*INSTRUCTIONS FOR THE TASK*. Your answer should be every line with the word "human", copied from the data below.

■ ■ ■ ■

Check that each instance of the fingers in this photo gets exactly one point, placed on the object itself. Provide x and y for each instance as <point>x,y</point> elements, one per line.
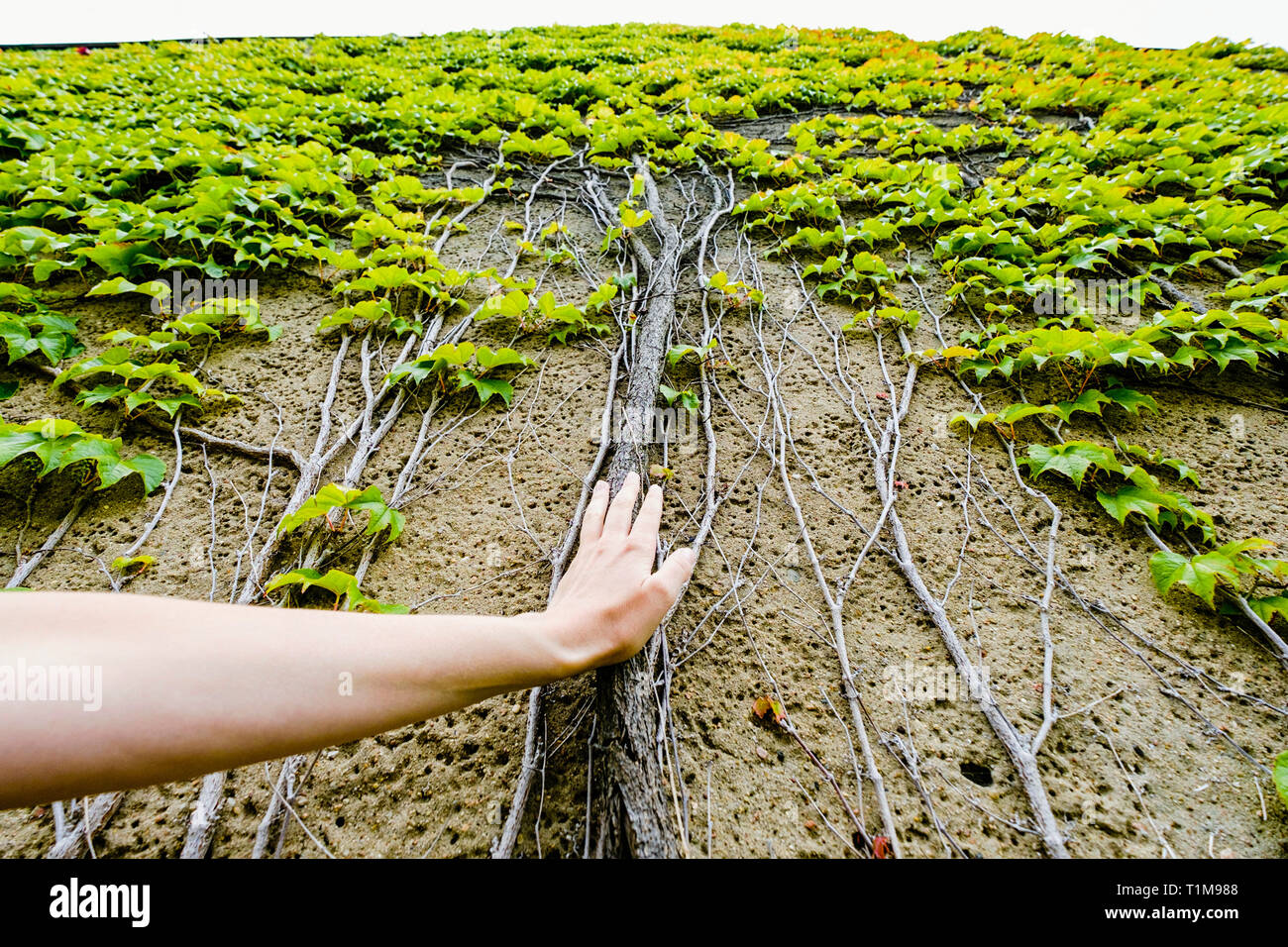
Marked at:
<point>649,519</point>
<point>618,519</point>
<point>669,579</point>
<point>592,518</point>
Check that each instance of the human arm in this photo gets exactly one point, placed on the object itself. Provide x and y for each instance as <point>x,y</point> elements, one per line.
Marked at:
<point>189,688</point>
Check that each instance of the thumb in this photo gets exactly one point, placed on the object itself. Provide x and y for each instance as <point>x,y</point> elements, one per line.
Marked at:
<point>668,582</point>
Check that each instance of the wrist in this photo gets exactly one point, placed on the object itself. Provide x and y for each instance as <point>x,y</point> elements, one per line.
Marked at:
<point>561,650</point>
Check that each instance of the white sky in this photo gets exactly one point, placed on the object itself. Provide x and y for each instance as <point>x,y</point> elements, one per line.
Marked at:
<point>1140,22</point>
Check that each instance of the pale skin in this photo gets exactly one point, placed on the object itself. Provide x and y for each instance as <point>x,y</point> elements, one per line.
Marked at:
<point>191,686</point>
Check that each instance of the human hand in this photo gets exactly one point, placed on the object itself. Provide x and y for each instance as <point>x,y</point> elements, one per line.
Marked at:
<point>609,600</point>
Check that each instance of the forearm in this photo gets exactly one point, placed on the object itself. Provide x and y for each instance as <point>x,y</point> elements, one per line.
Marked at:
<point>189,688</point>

■ ■ ■ ■

*WRITTEN RESPONSE*.
Check that each instance of the human arm in this photo gets exactly one point, placed on the object itself. Provide x and y for each instance as <point>x,y</point> elements, one per line.
Check that each instance of the human hand in this photo gets exactly one point, placed on the object itself. Provide x and y for each instance as <point>x,y</point> elements, one per line.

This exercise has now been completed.